**Job:** In the step-by-step guide to Google News Scraper below, which two input parameters must be provided at minimum?

How to use Google News Scraper - step by step
-
Create or log in to your Apify account
Access the actor from your Apify dashboard. -
Open Google News Scraper
Navigate to the “google-news-scraper” actor. -
Enter your input parameters
At minimum, provide query and maxItems. Optionally add gl, hl, lr, cr, time_period (and custom dates), nfpr, filter, and proxyConfiguration. -
Tune filters and locale
- Use gl (Google Country) and hl (UI Language) to localize results.
- Use lr and/or cr to limit results by language or country.
- Use time_period to constrain recency, including a custom date range.
-
Control result volume & behavior
- Set maxItems (100–5000).
- Toggle nfpr (exclude autocorrect) and filter (Similar/Omitted Results).
-
Start the run
The actor fetches Google News RSS data, applies retry logic and proxy fallback as needed, and writes items to the dataset in real time. -
Review and download your results
Open the run’s Dataset to view, filter, and export items as needed for your workflow.
Pro tip: For precise date windows, set time_period to custom and provide time_period_min/time_period_max in MM/DD/YYYY.

**Data block:**
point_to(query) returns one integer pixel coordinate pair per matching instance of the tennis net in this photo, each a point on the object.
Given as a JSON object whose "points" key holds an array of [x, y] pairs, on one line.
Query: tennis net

**The response:** The query and maxItems parameters.